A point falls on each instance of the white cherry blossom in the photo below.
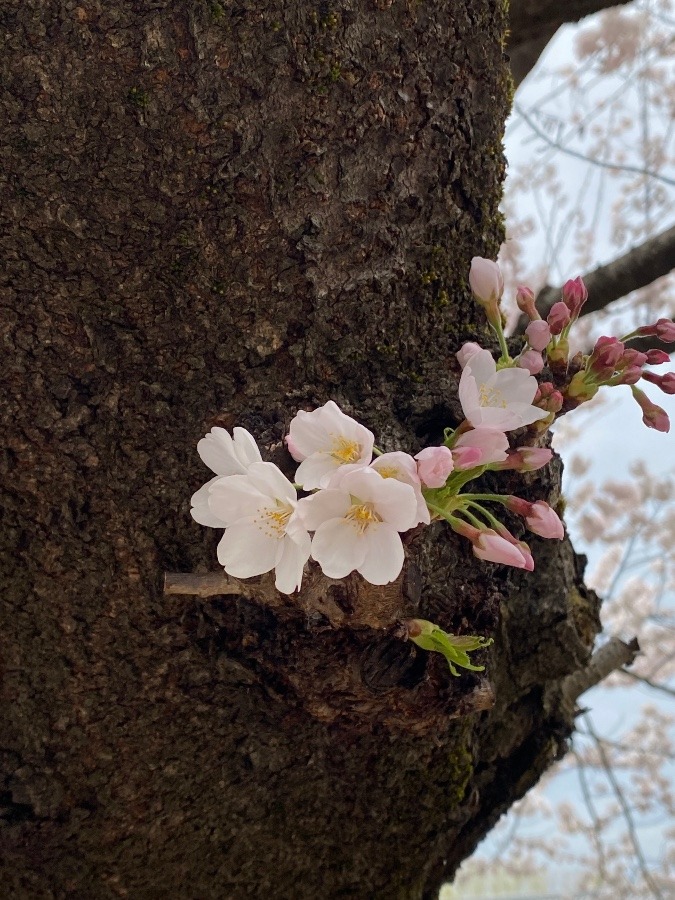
(262, 528)
(499, 399)
(224, 455)
(227, 455)
(357, 525)
(324, 440)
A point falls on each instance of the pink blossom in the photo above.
(326, 439)
(434, 464)
(652, 415)
(575, 295)
(486, 280)
(657, 357)
(491, 444)
(532, 361)
(558, 317)
(665, 382)
(468, 350)
(525, 302)
(466, 457)
(538, 334)
(499, 399)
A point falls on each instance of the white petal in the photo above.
(236, 498)
(245, 447)
(200, 511)
(316, 471)
(245, 550)
(384, 555)
(291, 563)
(317, 509)
(514, 387)
(338, 547)
(393, 500)
(468, 394)
(217, 451)
(271, 481)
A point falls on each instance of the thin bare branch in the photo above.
(653, 684)
(611, 656)
(625, 808)
(640, 266)
(617, 167)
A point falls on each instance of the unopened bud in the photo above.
(538, 334)
(558, 317)
(525, 301)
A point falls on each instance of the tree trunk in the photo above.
(218, 213)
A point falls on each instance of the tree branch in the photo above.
(611, 656)
(533, 25)
(640, 266)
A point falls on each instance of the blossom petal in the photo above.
(317, 509)
(292, 555)
(384, 554)
(246, 550)
(338, 547)
(200, 511)
(271, 481)
(234, 498)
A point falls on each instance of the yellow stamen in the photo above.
(361, 515)
(344, 450)
(273, 522)
(491, 397)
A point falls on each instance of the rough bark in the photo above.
(215, 214)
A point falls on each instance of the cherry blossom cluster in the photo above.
(350, 503)
(573, 379)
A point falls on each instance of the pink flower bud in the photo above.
(468, 350)
(538, 334)
(526, 459)
(652, 415)
(525, 301)
(486, 280)
(575, 295)
(657, 357)
(491, 443)
(630, 375)
(633, 357)
(531, 360)
(558, 317)
(434, 464)
(665, 382)
(663, 329)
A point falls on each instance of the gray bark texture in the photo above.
(216, 213)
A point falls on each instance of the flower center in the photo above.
(273, 520)
(491, 396)
(361, 515)
(345, 450)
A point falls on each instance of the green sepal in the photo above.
(455, 648)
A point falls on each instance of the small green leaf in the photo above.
(455, 648)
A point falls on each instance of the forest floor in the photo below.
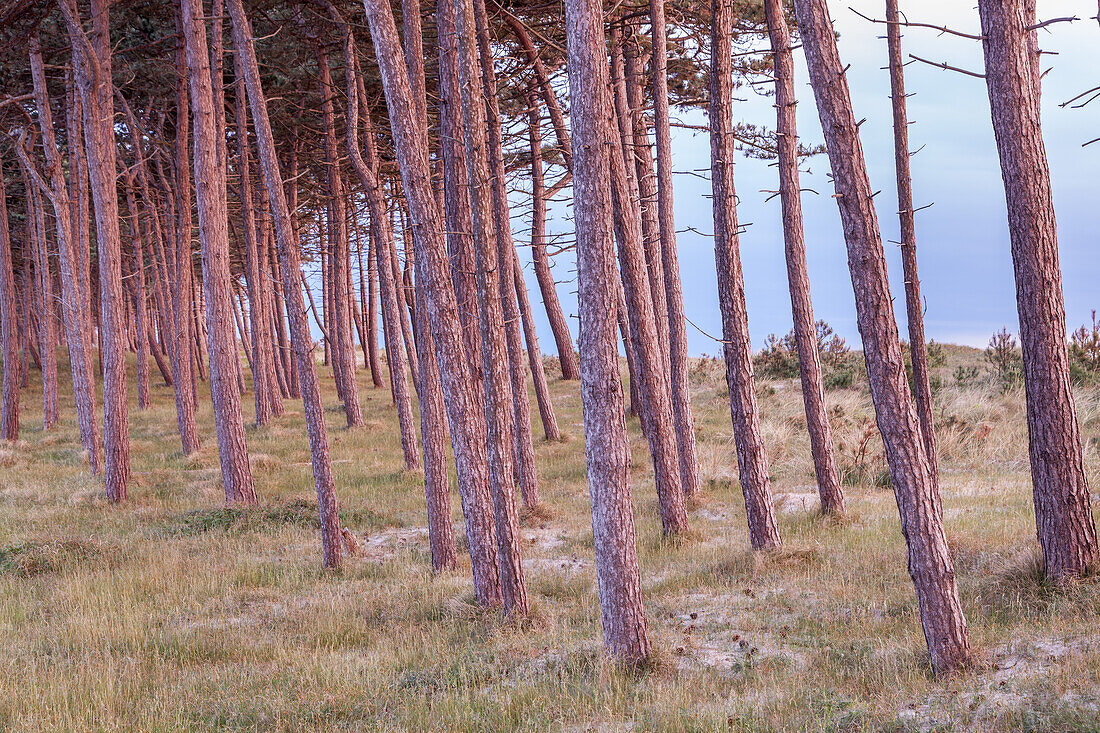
(171, 612)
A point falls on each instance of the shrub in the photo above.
(1085, 352)
(1005, 364)
(780, 358)
(966, 375)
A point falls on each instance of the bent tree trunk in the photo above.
(217, 282)
(1060, 492)
(94, 80)
(678, 321)
(288, 248)
(606, 450)
(499, 415)
(9, 328)
(751, 458)
(915, 490)
(917, 346)
(73, 297)
(466, 422)
(798, 277)
(559, 326)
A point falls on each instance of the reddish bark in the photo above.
(9, 328)
(548, 287)
(506, 256)
(499, 415)
(670, 258)
(656, 404)
(751, 457)
(606, 450)
(72, 264)
(288, 248)
(217, 283)
(92, 55)
(466, 422)
(915, 490)
(798, 276)
(914, 307)
(1063, 503)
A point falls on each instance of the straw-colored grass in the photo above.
(171, 612)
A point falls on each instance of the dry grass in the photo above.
(173, 613)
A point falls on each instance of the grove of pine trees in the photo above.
(169, 170)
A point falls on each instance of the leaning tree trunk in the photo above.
(751, 457)
(548, 287)
(639, 161)
(524, 448)
(678, 321)
(139, 295)
(656, 405)
(384, 251)
(94, 79)
(914, 307)
(550, 429)
(459, 225)
(288, 249)
(466, 422)
(798, 276)
(344, 348)
(217, 282)
(1063, 504)
(263, 367)
(915, 490)
(183, 363)
(44, 298)
(499, 415)
(606, 449)
(9, 328)
(70, 265)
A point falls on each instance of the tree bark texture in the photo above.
(605, 441)
(751, 457)
(915, 490)
(798, 276)
(1063, 504)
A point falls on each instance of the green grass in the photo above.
(173, 612)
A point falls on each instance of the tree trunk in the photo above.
(751, 457)
(94, 79)
(184, 363)
(288, 248)
(606, 448)
(670, 258)
(1063, 504)
(217, 282)
(559, 326)
(263, 368)
(369, 293)
(930, 560)
(914, 307)
(43, 299)
(649, 365)
(459, 226)
(340, 258)
(499, 413)
(798, 276)
(466, 422)
(550, 429)
(9, 328)
(138, 293)
(72, 265)
(639, 161)
(506, 256)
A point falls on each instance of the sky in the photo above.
(963, 240)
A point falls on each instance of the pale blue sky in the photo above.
(965, 261)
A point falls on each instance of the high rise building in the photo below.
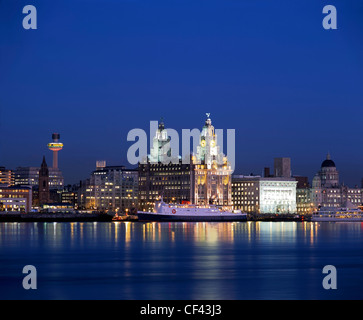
(55, 146)
(43, 192)
(16, 198)
(326, 191)
(6, 176)
(282, 167)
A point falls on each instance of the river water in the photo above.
(189, 261)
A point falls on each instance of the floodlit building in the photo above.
(112, 188)
(6, 176)
(254, 194)
(204, 179)
(326, 190)
(15, 198)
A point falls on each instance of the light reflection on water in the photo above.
(134, 260)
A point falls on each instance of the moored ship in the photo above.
(190, 212)
(347, 213)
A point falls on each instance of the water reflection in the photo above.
(134, 260)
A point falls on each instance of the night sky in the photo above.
(94, 70)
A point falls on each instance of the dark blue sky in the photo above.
(93, 70)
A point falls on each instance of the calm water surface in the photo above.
(134, 260)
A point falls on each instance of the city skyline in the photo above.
(246, 172)
(94, 83)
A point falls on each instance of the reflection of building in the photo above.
(255, 194)
(15, 198)
(110, 188)
(326, 190)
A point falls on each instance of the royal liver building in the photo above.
(326, 190)
(204, 179)
(212, 171)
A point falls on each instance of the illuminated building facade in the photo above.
(254, 194)
(172, 181)
(30, 176)
(212, 183)
(159, 177)
(326, 190)
(6, 176)
(206, 179)
(43, 190)
(15, 198)
(113, 188)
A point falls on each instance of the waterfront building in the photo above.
(6, 176)
(30, 176)
(246, 193)
(326, 191)
(43, 190)
(15, 198)
(212, 183)
(282, 167)
(69, 195)
(254, 194)
(55, 146)
(113, 188)
(304, 203)
(158, 177)
(204, 179)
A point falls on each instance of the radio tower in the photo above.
(55, 146)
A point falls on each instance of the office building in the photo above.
(110, 188)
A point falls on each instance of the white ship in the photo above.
(189, 212)
(347, 213)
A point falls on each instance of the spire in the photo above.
(161, 124)
(208, 122)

----

#### Goal of the exercise
Without any of its images, the data above should be returned exactly.

#### Solution to this exercise
A point falls on each instance of the white cherry blossom in the photo below.
(262, 528)
(499, 399)
(224, 455)
(227, 455)
(357, 525)
(324, 440)
A point falls on each instance of the pink blossom in the photo above.
(326, 439)
(434, 464)
(652, 415)
(575, 295)
(486, 280)
(657, 357)
(491, 444)
(532, 361)
(558, 317)
(665, 382)
(468, 350)
(525, 302)
(466, 457)
(538, 334)
(499, 399)
A point falls on each instance of the white petal in the photo above.
(236, 498)
(245, 447)
(200, 511)
(316, 471)
(245, 550)
(384, 555)
(291, 563)
(317, 509)
(514, 387)
(338, 547)
(393, 500)
(468, 394)
(217, 451)
(271, 481)
A point falls on each instance of the thin bare branch in the photo above.
(653, 684)
(611, 656)
(625, 808)
(640, 266)
(617, 167)
A point falls on each instance of the unopened bud in the photo above.
(538, 334)
(558, 317)
(525, 301)
A point falls on each instance of the tree trunk in the photo above.
(218, 213)
A point falls on each instance of the tree branch in the photo above.
(611, 656)
(533, 25)
(640, 266)
A point falls on each instance of the blossom petal in the photo above.
(317, 509)
(292, 555)
(384, 554)
(246, 550)
(338, 547)
(200, 511)
(271, 481)
(234, 498)
A point falls on each instance of the yellow stamen in the photo above.
(361, 515)
(344, 450)
(273, 522)
(491, 397)
A point falls on each instance of the rough bark in the photo above.
(215, 214)
A point falls on each instance of the cherry blossom cluster in the photo above.
(350, 503)
(573, 379)
A point falls on each instance of the pink flower bud in the photo above.
(468, 350)
(538, 334)
(526, 459)
(652, 415)
(525, 301)
(486, 280)
(575, 295)
(657, 357)
(491, 443)
(630, 375)
(633, 357)
(531, 360)
(558, 317)
(434, 464)
(665, 382)
(663, 329)
A point falls on each instance of the gray bark texture in the photo above.
(216, 213)
A point falls on each instance of the flower center in the photo above.
(273, 520)
(491, 396)
(361, 515)
(345, 450)
A point falls on each instance of the green sepal in the photo above.
(455, 648)
A point falls on each instance of the small green leaf in the photo above.
(455, 648)
A point falls on each instance of the forest floor in the photo below.
(171, 612)
A point falls on each instance of the shrub in the photo above.
(1085, 352)
(1005, 364)
(780, 358)
(966, 375)
A point falls on each instance of the bent tree trunk in the photo above.
(217, 282)
(1060, 492)
(94, 80)
(678, 321)
(288, 248)
(606, 450)
(499, 415)
(9, 328)
(751, 458)
(915, 490)
(917, 346)
(73, 297)
(466, 422)
(798, 277)
(559, 326)
A point falls on each instance of the reddish bark in the photo above.
(9, 328)
(548, 287)
(506, 256)
(499, 415)
(670, 258)
(656, 404)
(751, 457)
(606, 450)
(72, 264)
(288, 248)
(217, 283)
(92, 55)
(466, 422)
(915, 490)
(798, 276)
(914, 307)
(1063, 503)
A point falls on each instance of the straw-colored grass in the photo above.
(171, 612)
A point falls on each instance of the dry grass in the photo above.
(173, 613)
A point falls on each instance of the grove of pine trees in the photo above.
(169, 170)
A point falls on each instance of the leaning tree trunk in the photo above.
(751, 457)
(548, 287)
(639, 161)
(524, 448)
(678, 321)
(139, 295)
(656, 405)
(384, 251)
(94, 79)
(914, 307)
(550, 429)
(459, 225)
(288, 249)
(466, 422)
(798, 276)
(344, 348)
(217, 282)
(1063, 504)
(263, 367)
(915, 490)
(183, 363)
(44, 298)
(499, 415)
(606, 449)
(9, 328)
(70, 265)
A point falls on each instance of the tree bark texture in the photo above.
(605, 441)
(751, 457)
(915, 490)
(798, 276)
(1063, 504)
A point falls on each instance of the green grass in the photo above.
(173, 612)
A point falls on each instance of the tree trunk in the photo above.
(751, 457)
(94, 79)
(184, 363)
(288, 248)
(606, 448)
(670, 258)
(1063, 504)
(217, 282)
(559, 326)
(263, 368)
(369, 293)
(930, 560)
(914, 307)
(43, 299)
(649, 365)
(459, 226)
(340, 258)
(499, 413)
(798, 276)
(466, 422)
(550, 429)
(9, 328)
(138, 293)
(72, 265)
(639, 161)
(506, 256)
A point falls on each instance of the sky in the photo above.
(963, 240)
A point falls on each instance of the pale blue sky in the photo above.
(965, 261)
A point falls on each instance of the high rise building in the photo below.
(55, 146)
(43, 192)
(16, 198)
(326, 191)
(6, 176)
(282, 167)
A point falls on each instance of the river water in the photo above.
(189, 261)
A point falls on each instance of the floodlit building in the photo above.
(112, 188)
(6, 176)
(254, 194)
(204, 179)
(326, 190)
(15, 198)
A point falls on each instance of the light reflection on water in the photo above.
(134, 260)
A point falls on each instance of the moored ship in the photo above.
(190, 212)
(347, 213)
A point falls on each instance of the water reflection in the photo above.
(134, 260)
A point falls on each instance of the night sky in the photo above.
(94, 70)
A point falls on each instance of the dark blue sky in the photo above.
(93, 70)
A point falls on each instance of the calm water surface in the photo above.
(134, 260)
A point falls on each instance of the city skyline in the photo above.
(246, 172)
(94, 83)
A point falls on each instance of the reflection of building in the photo above.
(255, 194)
(15, 198)
(110, 188)
(326, 190)
A point falls on each instance of the royal liver building in the photo above.
(326, 190)
(204, 179)
(212, 171)
A point falls on each instance of the illuminated building facade in the photo above.
(254, 194)
(172, 181)
(30, 176)
(212, 183)
(159, 177)
(326, 190)
(6, 176)
(206, 179)
(43, 190)
(15, 198)
(113, 188)
A point falls on each instance of the waterfront building in the photo above.
(6, 176)
(30, 176)
(246, 193)
(326, 191)
(43, 190)
(15, 198)
(212, 183)
(282, 167)
(69, 195)
(254, 194)
(55, 146)
(113, 188)
(304, 203)
(158, 177)
(204, 179)
A point falls on each instance of the radio tower in the photo above.
(55, 146)
A point falls on each instance of the office building in the photo above.
(110, 188)
A point falls on each instance of the white ship in the photo above.
(189, 212)
(347, 213)
A point falls on each instance of the spire in the photo above.
(161, 124)
(208, 122)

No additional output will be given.